Items from a dataset
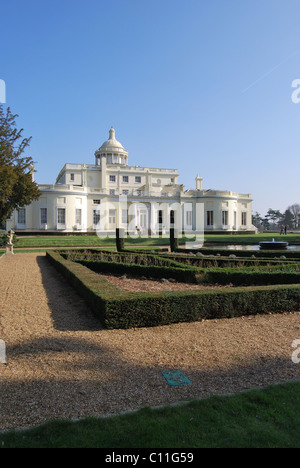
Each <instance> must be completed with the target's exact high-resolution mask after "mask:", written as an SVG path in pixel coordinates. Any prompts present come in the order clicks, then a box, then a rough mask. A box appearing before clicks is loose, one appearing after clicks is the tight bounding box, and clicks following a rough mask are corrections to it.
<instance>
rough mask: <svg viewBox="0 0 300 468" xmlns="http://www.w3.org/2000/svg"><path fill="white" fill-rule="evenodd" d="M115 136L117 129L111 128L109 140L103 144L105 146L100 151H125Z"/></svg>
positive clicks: (107, 140) (106, 140)
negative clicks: (115, 149) (121, 150)
mask: <svg viewBox="0 0 300 468" xmlns="http://www.w3.org/2000/svg"><path fill="white" fill-rule="evenodd" d="M115 135H116V132H115V129H114V128H113V127H111V129H110V131H109V139H108V140H106V141H105V142H104V143H103V145H102V146H101V147H100V148H99V151H107V150H114V149H117V150H122V151H125V148H124V147H123V146H122V145H121V143H120V142H119V141H118V140H116V136H115Z"/></svg>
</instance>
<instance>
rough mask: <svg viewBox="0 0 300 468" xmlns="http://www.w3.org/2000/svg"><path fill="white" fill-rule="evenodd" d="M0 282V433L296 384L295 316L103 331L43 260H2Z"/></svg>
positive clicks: (295, 331)
mask: <svg viewBox="0 0 300 468" xmlns="http://www.w3.org/2000/svg"><path fill="white" fill-rule="evenodd" d="M0 278H1V279H0V339H2V340H4V341H5V342H6V346H7V365H3V364H0V430H5V429H11V428H17V427H28V426H34V425H36V424H40V423H42V422H44V421H47V420H49V419H54V418H60V419H65V418H80V417H84V416H97V415H102V414H107V413H119V412H123V411H127V410H133V409H137V408H140V407H144V406H149V405H161V404H168V403H173V402H177V401H183V400H188V399H192V398H201V397H207V396H209V395H212V394H217V393H232V392H236V391H239V390H244V389H249V388H253V387H260V386H264V385H268V384H271V383H275V382H283V381H288V380H300V364H294V363H293V362H292V360H291V356H292V352H293V348H292V342H293V341H294V340H295V339H300V321H299V313H297V312H295V313H289V314H283V315H265V316H260V317H259V316H257V317H249V318H246V317H245V318H237V319H224V320H212V321H203V322H197V323H186V324H176V325H170V326H163V327H156V328H142V329H132V330H112V331H108V330H103V329H102V328H101V325H100V324H99V322H98V321H97V320H96V319H95V318H94V317H93V316H92V314H91V313H90V311H89V309H88V307H87V306H86V305H85V303H84V302H83V300H82V299H81V298H80V297H79V296H78V295H77V294H76V292H75V291H74V290H73V289H72V288H71V287H70V286H69V285H68V284H67V283H66V281H65V280H64V279H63V278H62V276H60V275H59V274H58V273H57V272H56V270H54V268H53V267H52V266H51V265H50V264H49V263H48V261H47V260H46V258H45V255H44V254H41V253H33V254H17V255H15V256H5V257H3V258H1V261H0ZM172 369H173V370H174V369H179V370H182V371H183V372H184V373H185V375H186V376H187V377H188V378H189V379H190V380H191V381H192V384H191V385H186V386H180V387H170V386H168V385H167V384H166V381H165V380H164V378H163V376H162V374H161V371H163V370H172Z"/></svg>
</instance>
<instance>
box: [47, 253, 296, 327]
mask: <svg viewBox="0 0 300 468" xmlns="http://www.w3.org/2000/svg"><path fill="white" fill-rule="evenodd" d="M47 258H48V259H49V261H50V262H51V263H52V264H53V265H54V266H55V268H57V269H58V270H59V271H60V272H61V273H62V274H63V275H64V276H65V277H66V278H67V279H68V281H69V282H70V283H71V284H72V285H73V286H74V288H75V289H76V291H78V293H79V294H81V295H82V296H83V297H84V298H85V300H86V301H87V303H88V304H89V305H90V307H91V309H92V310H93V311H94V313H95V314H96V315H97V317H98V318H99V319H100V321H101V322H102V324H103V326H105V327H106V328H110V329H112V328H132V327H148V326H157V325H165V324H170V323H176V322H188V321H197V320H201V319H213V318H225V317H239V316H242V315H250V314H263V313H270V312H273V313H275V312H276V313H280V312H287V311H296V310H300V288H299V286H296V285H288V286H283V285H279V286H260V287H248V288H230V289H229V288H224V289H222V288H220V289H217V290H213V289H210V290H200V291H185V292H182V291H180V292H179V291H176V292H161V293H151V294H150V293H125V292H123V291H120V290H119V289H118V288H116V287H114V286H112V285H111V284H109V283H108V282H107V281H105V280H104V279H103V278H101V276H99V275H97V274H96V273H94V272H93V271H91V270H90V269H88V268H86V267H85V266H83V265H81V264H79V263H76V262H71V261H69V260H66V259H64V258H63V257H62V256H61V255H59V253H57V252H47Z"/></svg>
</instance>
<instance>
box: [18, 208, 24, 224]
mask: <svg viewBox="0 0 300 468" xmlns="http://www.w3.org/2000/svg"><path fill="white" fill-rule="evenodd" d="M18 224H24V225H25V224H26V210H25V208H20V209H19V210H18Z"/></svg>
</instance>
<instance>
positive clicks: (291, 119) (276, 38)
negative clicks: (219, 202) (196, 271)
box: [0, 0, 300, 214]
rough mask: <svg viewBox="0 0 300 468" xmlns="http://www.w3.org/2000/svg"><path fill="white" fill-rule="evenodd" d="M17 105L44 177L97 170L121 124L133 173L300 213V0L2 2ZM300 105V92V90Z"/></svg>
mask: <svg viewBox="0 0 300 468" xmlns="http://www.w3.org/2000/svg"><path fill="white" fill-rule="evenodd" d="M0 6H1V8H0V11H1V17H0V43H1V49H0V54H1V55H0V79H2V80H4V81H5V83H6V93H7V94H6V105H7V106H10V107H11V109H12V111H13V112H14V113H18V114H19V115H20V117H19V119H18V126H19V127H22V128H24V136H32V143H31V147H30V151H29V153H28V154H30V155H31V156H32V158H33V159H34V161H36V163H37V164H36V169H37V174H36V180H37V182H39V183H54V182H55V179H56V176H57V174H58V172H59V171H60V169H61V168H62V166H63V165H64V164H65V163H66V162H69V163H87V164H92V163H93V162H94V152H95V150H96V149H97V148H99V146H101V144H102V143H103V141H104V140H106V139H107V137H108V131H109V128H110V127H111V126H114V128H115V129H116V137H117V139H118V140H120V141H121V143H122V144H123V146H124V147H125V148H126V149H127V150H128V151H129V157H130V159H129V162H130V164H132V165H140V166H150V167H165V168H177V169H178V170H179V174H180V183H182V184H185V185H186V189H188V188H193V187H194V186H195V177H196V175H197V173H199V175H201V176H202V177H203V179H204V182H203V183H204V188H206V189H220V190H232V191H236V192H241V193H252V196H253V199H254V203H253V210H254V211H258V212H260V213H261V214H265V213H266V212H267V210H268V209H269V208H273V209H279V210H281V211H284V210H285V209H286V208H287V206H288V205H290V204H293V203H296V202H298V203H300V190H299V169H300V163H299V154H300V104H295V103H293V102H292V99H291V96H292V93H293V91H294V90H293V89H292V82H293V81H294V80H296V79H300V49H299V39H300V29H299V17H300V2H299V0H205V1H204V0H185V1H183V0H180V1H179V0H151V1H150V0H148V1H145V0H109V1H108V0H59V1H58V0H26V1H24V0H11V1H10V2H4V0H0ZM299 94H300V93H299Z"/></svg>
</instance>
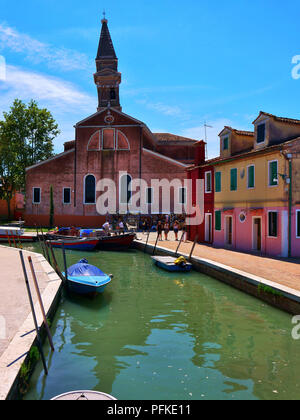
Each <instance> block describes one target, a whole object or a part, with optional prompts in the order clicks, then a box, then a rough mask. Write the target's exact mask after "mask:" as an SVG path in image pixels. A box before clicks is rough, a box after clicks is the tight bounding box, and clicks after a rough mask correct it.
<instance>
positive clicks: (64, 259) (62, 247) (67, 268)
mask: <svg viewBox="0 0 300 420" xmlns="http://www.w3.org/2000/svg"><path fill="white" fill-rule="evenodd" d="M61 247H62V252H63V258H64V266H65V279H66V281H68V267H67V258H66V250H65V244H64V242H62V244H61Z"/></svg>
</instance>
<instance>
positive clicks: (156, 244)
mask: <svg viewBox="0 0 300 420" xmlns="http://www.w3.org/2000/svg"><path fill="white" fill-rule="evenodd" d="M158 239H159V232H158V233H157V238H156V242H155V247H154V249H153V254H152V255H155V252H156V248H157V243H158Z"/></svg>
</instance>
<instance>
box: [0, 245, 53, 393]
mask: <svg viewBox="0 0 300 420" xmlns="http://www.w3.org/2000/svg"><path fill="white" fill-rule="evenodd" d="M29 255H30V256H31V257H32V261H33V265H34V268H35V272H36V276H37V279H38V283H39V288H40V292H41V295H42V300H43V303H44V307H45V311H46V313H47V312H48V311H49V309H50V307H51V305H52V303H53V301H54V300H55V297H56V295H57V293H58V291H59V289H60V285H61V280H60V278H59V277H58V276H57V274H56V273H55V272H54V270H53V268H52V267H51V266H50V265H49V264H48V262H47V261H46V260H45V258H44V257H43V256H42V255H40V254H36V253H33V252H28V251H23V256H24V260H25V265H26V269H27V274H28V279H29V284H30V288H31V293H32V297H33V301H34V304H35V310H36V315H37V319H38V324H39V326H41V325H42V323H43V319H42V313H41V310H40V306H39V304H38V298H37V294H36V291H35V287H34V283H33V281H32V275H31V271H30V267H29V263H28V256H29ZM0 270H1V274H0V378H1V381H0V400H4V399H6V397H7V395H8V394H9V392H10V390H11V388H12V386H13V385H14V382H15V379H16V376H17V374H18V372H19V370H20V367H21V365H22V363H23V361H24V360H25V356H24V354H26V352H28V351H29V350H30V348H31V346H32V344H33V342H34V340H35V337H36V334H35V331H34V332H32V331H33V330H34V322H33V317H32V314H31V308H30V303H29V299H28V294H27V289H26V284H25V280H24V275H23V270H22V265H21V260H20V256H19V250H18V249H15V248H9V247H7V246H0ZM28 333H29V334H28ZM19 358H20V359H19ZM18 359H19V360H18ZM15 361H16V362H15Z"/></svg>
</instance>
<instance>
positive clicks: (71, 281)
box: [67, 259, 113, 295]
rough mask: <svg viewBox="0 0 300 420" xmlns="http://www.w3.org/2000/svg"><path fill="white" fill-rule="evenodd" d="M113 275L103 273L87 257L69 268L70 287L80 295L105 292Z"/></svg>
mask: <svg viewBox="0 0 300 420" xmlns="http://www.w3.org/2000/svg"><path fill="white" fill-rule="evenodd" d="M112 278H113V276H112V275H108V274H105V273H103V271H101V270H100V269H99V268H98V267H95V266H94V265H90V264H89V263H88V261H87V260H86V259H83V260H80V261H79V262H78V263H77V264H75V265H72V266H71V267H70V268H68V279H67V282H68V287H69V289H70V290H71V291H72V292H75V293H78V294H80V295H95V294H97V293H103V292H104V290H105V288H106V286H107V285H108V284H109V283H110V282H111V280H112Z"/></svg>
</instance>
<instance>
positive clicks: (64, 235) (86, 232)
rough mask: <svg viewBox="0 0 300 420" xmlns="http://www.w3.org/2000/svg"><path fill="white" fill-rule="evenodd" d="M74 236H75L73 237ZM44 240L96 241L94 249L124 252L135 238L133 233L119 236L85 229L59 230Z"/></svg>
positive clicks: (95, 230)
mask: <svg viewBox="0 0 300 420" xmlns="http://www.w3.org/2000/svg"><path fill="white" fill-rule="evenodd" d="M75 234H76V236H75ZM45 236H46V239H49V240H51V241H52V240H53V241H54V242H56V241H58V240H63V241H64V242H66V241H68V242H70V241H72V240H75V239H77V240H80V239H81V238H83V239H89V240H91V241H92V240H97V241H98V242H97V245H96V248H97V249H100V250H104V251H125V250H127V249H129V248H130V247H131V246H132V244H133V241H134V239H135V237H136V234H135V233H134V232H130V233H124V234H121V235H118V234H116V235H115V234H110V233H109V234H107V233H106V232H105V231H104V230H102V229H95V230H92V229H90V230H87V229H77V230H76V229H71V228H60V229H59V230H58V231H51V232H48V233H47V234H46V235H45Z"/></svg>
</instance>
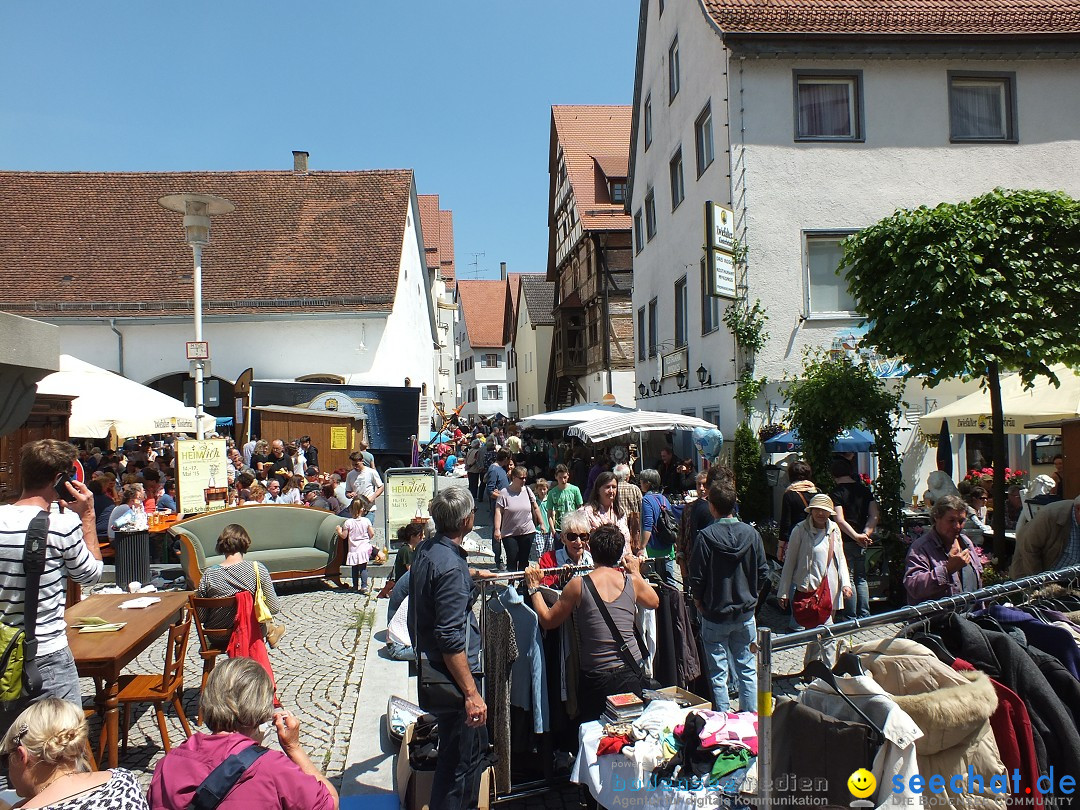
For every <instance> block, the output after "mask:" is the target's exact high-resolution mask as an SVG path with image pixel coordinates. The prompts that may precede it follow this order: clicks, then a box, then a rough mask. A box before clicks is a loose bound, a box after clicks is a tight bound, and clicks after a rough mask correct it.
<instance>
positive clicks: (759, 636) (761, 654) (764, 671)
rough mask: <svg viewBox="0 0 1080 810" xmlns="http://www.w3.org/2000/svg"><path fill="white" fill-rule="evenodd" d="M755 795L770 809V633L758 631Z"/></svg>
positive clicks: (771, 760) (757, 634) (761, 627)
mask: <svg viewBox="0 0 1080 810" xmlns="http://www.w3.org/2000/svg"><path fill="white" fill-rule="evenodd" d="M757 751H758V754H759V755H760V756H758V758H757V795H758V799H759V806H760V807H765V808H768V807H770V806H771V805H772V756H771V752H772V631H771V630H770V629H769V627H758V629H757Z"/></svg>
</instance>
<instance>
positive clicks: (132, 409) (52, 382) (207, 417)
mask: <svg viewBox="0 0 1080 810" xmlns="http://www.w3.org/2000/svg"><path fill="white" fill-rule="evenodd" d="M59 360H60V362H59V367H60V369H59V370H58V372H56V373H54V374H51V375H49V376H48V377H45V378H44V379H43V380H41V381H40V382H39V383H38V393H42V394H59V395H65V396H75V397H76V399H75V401H73V402H72V403H71V421H70V422H69V428H68V432H69V433H70V434H71V435H72V436H78V437H82V438H104V437H106V436H108V435H109V431H110V430H111V429H113V428H116V431H117V435H118V436H120V437H121V438H123V437H126V436H140V435H146V434H150V433H194V432H195V409H194V408H189V407H186V406H185V405H184V403H183V402H180V401H179V400H175V399H173V397H172V396H170V395H168V394H163V393H161V392H160V391H154V390H153V389H152V388H147V387H146V386H143V384H140V383H138V382H135V380H130V379H127V378H126V377H121V376H120V375H119V374H113V373H112V372H109V370H106V369H105V368H98V367H97V366H95V365H91V364H90V363H86V362H84V361H81V360H79V359H78V357H72V356H71V355H70V354H62V355H60V359H59ZM215 421H216V420H215V419H214V417H212V416H204V417H203V431H204V432H207V433H210V432H211V431H213V430H214V427H215Z"/></svg>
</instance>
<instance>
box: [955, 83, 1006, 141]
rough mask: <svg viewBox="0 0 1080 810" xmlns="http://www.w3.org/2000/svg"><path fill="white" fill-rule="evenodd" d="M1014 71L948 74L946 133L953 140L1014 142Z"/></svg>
mask: <svg viewBox="0 0 1080 810" xmlns="http://www.w3.org/2000/svg"><path fill="white" fill-rule="evenodd" d="M1015 83H1016V76H1015V73H1004V75H1001V73H998V75H990V73H957V72H954V71H951V70H950V71H949V75H948V120H949V136H950V138H951V139H953V140H954V141H957V140H968V141H984V140H990V141H994V140H997V141H1003V143H1013V144H1015V143H1016V93H1015Z"/></svg>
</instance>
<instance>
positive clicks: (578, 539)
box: [538, 509, 593, 590]
mask: <svg viewBox="0 0 1080 810" xmlns="http://www.w3.org/2000/svg"><path fill="white" fill-rule="evenodd" d="M589 529H590V527H589V518H588V517H585V513H584V512H582V511H581V510H580V509H579V510H576V511H573V512H571V513H570V514H568V515H567V516H566V517H564V518H563V546H562V548H561V549H552V550H551V551H546V552H544V553H543V554H541V555H540V563H539V564H538V565H539V567H540V568H564V567H565V566H568V565H569V566H578V565H581V566H590V565H592V564H593V555H592V554H590V553H589ZM582 573H584V571H555V572H553V573H549V575H546V576H545V577H544V578H543V579H541V580H540V584H542V585H546V586H548V588H555V589H559V590H562V589H563V588H566V583H567V582H569V581H570V580H571V579H573V578H575V577H580V576H581V575H582Z"/></svg>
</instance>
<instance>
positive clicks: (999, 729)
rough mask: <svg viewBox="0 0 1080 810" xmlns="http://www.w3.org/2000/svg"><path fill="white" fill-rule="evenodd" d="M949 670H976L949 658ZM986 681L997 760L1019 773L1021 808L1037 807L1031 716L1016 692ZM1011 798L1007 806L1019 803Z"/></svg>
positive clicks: (965, 663) (1008, 767)
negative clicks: (993, 700) (1030, 715)
mask: <svg viewBox="0 0 1080 810" xmlns="http://www.w3.org/2000/svg"><path fill="white" fill-rule="evenodd" d="M953 669H954V670H956V671H957V672H975V671H976V670H975V667H974V666H972V665H971V664H969V663H968V662H967V661H964V660H963V659H962V658H957V659H954V660H953ZM990 683H991V684H994V690H995V691H996V692H997V693H998V707H997V708H996V710H995V711H994V714H991V715H990V728H991V729H994V739H995V741H997V743H998V753H999V754H1001V761H1002V764H1003V765H1004V766H1005V770H1007V771H1008V772H1009V773H1010V774H1011V773H1012V772H1013V771H1018V772H1020V785H1018V787H1020V791H1018V792H1017V794H1018V795H1020V796H1024V797H1030V798H1029V799H1028V798H1025V799H1024V800H1023V807H1034V808H1037V809H1038V808H1041V807H1042V796H1041V795H1039V793H1038V792H1037V791H1036V787H1037V784H1038V779H1039V775H1040V774H1039V760H1038V758H1037V757H1036V756H1035V740H1034V738H1032V735H1031V718H1030V717H1028V715H1027V708H1026V707H1025V706H1024V701H1022V700H1021V699H1020V696H1018V694H1016V692H1014V691H1013V690H1012V689H1010V688H1009V687H1007V686H1004V685H1003V684H999V683H998V681H997V680H990ZM1015 797H1016V794H1012V793H1010V795H1009V806H1010V807H1020V806H1021V802H1018V801H1014V798H1015Z"/></svg>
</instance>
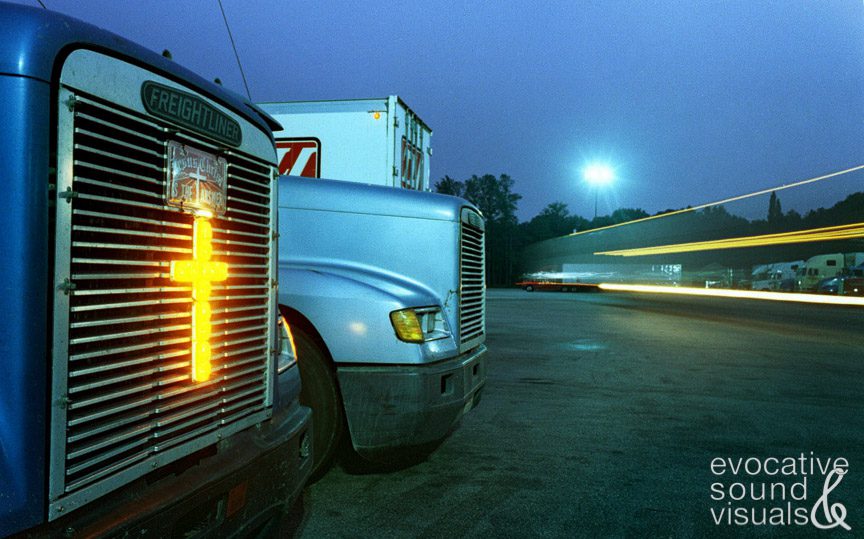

[Directions] Would you please copy exactly the part of the entries above that begins at the line containing "136L117 129L111 128L109" and ends at the line containing "282V433L296 384L295 316L103", both lines included?

[Written solution]
rough mask: <svg viewBox="0 0 300 468" xmlns="http://www.w3.org/2000/svg"><path fill="white" fill-rule="evenodd" d="M115 136L117 129L111 128L109 140L103 144L105 146L100 151H125Z"/></svg>
positive clicks: (107, 140) (106, 140)
negative clicks: (115, 149) (121, 150)
mask: <svg viewBox="0 0 300 468" xmlns="http://www.w3.org/2000/svg"><path fill="white" fill-rule="evenodd" d="M115 135H116V132H115V129H114V128H113V127H111V129H110V131H109V139H108V140H106V141H105V142H104V143H103V145H102V146H101V147H100V148H99V151H107V150H114V149H117V150H122V151H125V148H124V147H123V146H122V145H121V143H120V142H119V141H118V140H116V136H115Z"/></svg>
</instance>
<instance>
rough mask: <svg viewBox="0 0 300 468" xmlns="http://www.w3.org/2000/svg"><path fill="white" fill-rule="evenodd" d="M0 282V433L296 384L295 316L103 331L43 260H2Z"/></svg>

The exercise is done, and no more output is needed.